* [Work to be completed]: Duplicate the data, line for line and without any change, from the first line through the line that contains "386,117 -> 411,149", including both of those lines.
-=-=-=-=-
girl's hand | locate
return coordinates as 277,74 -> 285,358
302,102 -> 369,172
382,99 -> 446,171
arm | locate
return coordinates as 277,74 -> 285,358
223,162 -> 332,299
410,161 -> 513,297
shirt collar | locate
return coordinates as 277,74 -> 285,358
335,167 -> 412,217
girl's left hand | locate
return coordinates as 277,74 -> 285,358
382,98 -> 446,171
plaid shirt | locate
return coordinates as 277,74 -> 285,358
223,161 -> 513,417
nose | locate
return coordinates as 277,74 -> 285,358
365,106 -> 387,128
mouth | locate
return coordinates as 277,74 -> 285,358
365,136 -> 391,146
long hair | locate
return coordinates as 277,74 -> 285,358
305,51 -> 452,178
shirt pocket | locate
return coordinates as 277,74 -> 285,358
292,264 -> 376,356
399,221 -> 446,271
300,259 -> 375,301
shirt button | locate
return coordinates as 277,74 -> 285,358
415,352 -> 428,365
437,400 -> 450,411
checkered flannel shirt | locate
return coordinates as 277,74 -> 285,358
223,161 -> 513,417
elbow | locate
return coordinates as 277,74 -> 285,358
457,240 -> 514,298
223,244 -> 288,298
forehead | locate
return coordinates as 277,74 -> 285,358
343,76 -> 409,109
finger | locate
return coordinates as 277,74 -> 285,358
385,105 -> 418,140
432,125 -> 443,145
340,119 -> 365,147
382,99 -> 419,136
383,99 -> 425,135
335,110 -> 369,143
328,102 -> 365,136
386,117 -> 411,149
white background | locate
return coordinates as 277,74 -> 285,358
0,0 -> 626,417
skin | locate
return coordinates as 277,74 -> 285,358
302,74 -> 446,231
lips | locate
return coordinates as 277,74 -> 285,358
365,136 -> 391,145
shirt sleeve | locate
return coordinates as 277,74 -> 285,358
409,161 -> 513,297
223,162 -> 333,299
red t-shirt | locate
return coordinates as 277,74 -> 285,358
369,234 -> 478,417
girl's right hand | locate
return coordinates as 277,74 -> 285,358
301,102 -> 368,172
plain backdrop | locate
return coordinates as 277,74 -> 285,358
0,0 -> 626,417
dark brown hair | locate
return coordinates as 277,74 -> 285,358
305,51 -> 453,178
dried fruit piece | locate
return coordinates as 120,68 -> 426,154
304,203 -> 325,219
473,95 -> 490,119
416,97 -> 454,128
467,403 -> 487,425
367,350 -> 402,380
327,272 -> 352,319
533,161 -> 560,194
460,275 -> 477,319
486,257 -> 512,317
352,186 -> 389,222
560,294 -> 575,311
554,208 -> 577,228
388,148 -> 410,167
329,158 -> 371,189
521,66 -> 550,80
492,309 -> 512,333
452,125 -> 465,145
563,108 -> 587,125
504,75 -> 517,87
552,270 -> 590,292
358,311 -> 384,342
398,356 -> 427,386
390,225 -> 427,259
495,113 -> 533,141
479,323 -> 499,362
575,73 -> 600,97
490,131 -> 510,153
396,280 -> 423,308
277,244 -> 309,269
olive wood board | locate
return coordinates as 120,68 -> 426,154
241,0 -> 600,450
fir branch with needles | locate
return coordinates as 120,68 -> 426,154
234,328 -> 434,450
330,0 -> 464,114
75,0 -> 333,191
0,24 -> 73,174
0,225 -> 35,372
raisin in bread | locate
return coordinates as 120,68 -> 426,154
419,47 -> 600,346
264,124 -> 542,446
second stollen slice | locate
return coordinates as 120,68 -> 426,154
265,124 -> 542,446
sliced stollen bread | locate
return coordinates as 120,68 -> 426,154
-=-=-=-=-
* [Expected answer]:
girl's hand | locate
return coordinates as 277,74 -> 285,358
302,102 -> 369,172
382,99 -> 446,171
arm | locate
return coordinates as 277,74 -> 285,358
223,162 -> 332,299
410,161 -> 513,297
shirt collar | locate
return coordinates as 277,74 -> 285,358
335,167 -> 412,217
girl's left hand | locate
return coordinates as 277,74 -> 285,358
382,98 -> 446,171
plaid shirt | locate
return coordinates as 277,74 -> 285,358
223,161 -> 513,417
nose | locate
return coordinates as 277,74 -> 285,358
365,106 -> 387,128
mouth | locate
return coordinates as 277,74 -> 285,358
365,136 -> 391,146
long hair | locate
return coordinates as 277,74 -> 285,358
305,51 -> 452,178
shirt pocket | locate
return coordinates as 277,74 -> 285,358
292,264 -> 376,356
399,221 -> 446,271
300,259 -> 375,301
shirt button | locate
return coordinates as 277,74 -> 285,358
415,352 -> 428,365
437,400 -> 450,411
checkered flannel shirt | locate
return coordinates as 277,74 -> 285,358
223,161 -> 513,417
elbow | locate
return coordinates as 277,74 -> 285,358
457,240 -> 514,298
223,244 -> 288,298
forehead | locate
return coordinates as 277,74 -> 285,358
343,76 -> 409,109
finger | locate
return coordinates as 277,74 -> 285,358
385,105 -> 418,140
432,125 -> 443,145
340,119 -> 365,147
382,99 -> 419,136
383,99 -> 425,135
335,110 -> 369,143
328,102 -> 365,136
386,117 -> 411,149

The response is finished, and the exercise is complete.